§ **Exercise**
Reproduce word for word the part of the Battle of Tabanovce passage that begins with the words containing "The Battle of" and ends with "27 March 1905.".

§ **Passage shown**
━━━━━━━━━━━━━━━━
- Battle of Tabanovce: Part of the Macedonian Struggle
| Date | 27 March 1905 |
| Location | Tabanovce, Ottoman Empire (modern North Macedonia)42°12′53″N 21°42′30″E﻿ / ﻿42.214722°N 21.708333°E |
| Result | Ottoman retreat |

Belligerents
- Serbian Chetnik Organization: Ottoman Empire Kumanovo garrison

Commanders and leaders
- Vladimir Kovačević: Turić

Strength
- 27: 112

Casualties and losses
- 11 dead and two lightly wounded: c. 60 dead and wounded

= Battle of Tabanovce =

1905 battle of the Macedonian Struggle

The Battle of Tabanovce (Borba na Tabanovcu, Борба на Табановцу) was fought between the Serbian Chetnik Organization, a Serbian rebel faction, and an Ottoman garrison from Kumanovo. It took place on 27 March 1905.
━━━━━━━━━━━━━━━━
§ **Entries shown**
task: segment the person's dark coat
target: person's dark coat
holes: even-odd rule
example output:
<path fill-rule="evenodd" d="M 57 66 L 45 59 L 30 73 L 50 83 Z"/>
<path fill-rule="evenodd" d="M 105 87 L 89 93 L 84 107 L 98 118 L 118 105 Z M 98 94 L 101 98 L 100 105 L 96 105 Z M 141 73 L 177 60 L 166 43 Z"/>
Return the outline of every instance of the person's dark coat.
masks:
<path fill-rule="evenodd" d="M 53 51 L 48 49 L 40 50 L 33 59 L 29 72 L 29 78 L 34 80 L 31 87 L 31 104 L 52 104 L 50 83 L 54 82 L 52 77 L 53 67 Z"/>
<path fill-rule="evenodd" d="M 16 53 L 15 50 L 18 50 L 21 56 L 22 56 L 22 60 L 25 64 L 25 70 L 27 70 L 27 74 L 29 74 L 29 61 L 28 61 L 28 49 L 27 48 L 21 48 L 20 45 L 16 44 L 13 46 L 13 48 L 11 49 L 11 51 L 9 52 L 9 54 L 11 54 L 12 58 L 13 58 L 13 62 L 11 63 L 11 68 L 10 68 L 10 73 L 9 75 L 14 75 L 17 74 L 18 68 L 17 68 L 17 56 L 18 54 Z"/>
━━━━━━━━━━━━━━━━
§ **Expected answer**
The Battle of Tabanovce (Borba na Tabanovcu, Борба на Табановцу) was fought between the Serbian Chetnik Organization, a Serbian rebel faction, and an Ottoman garrison from Kumanovo. It took place on 27 March 1905.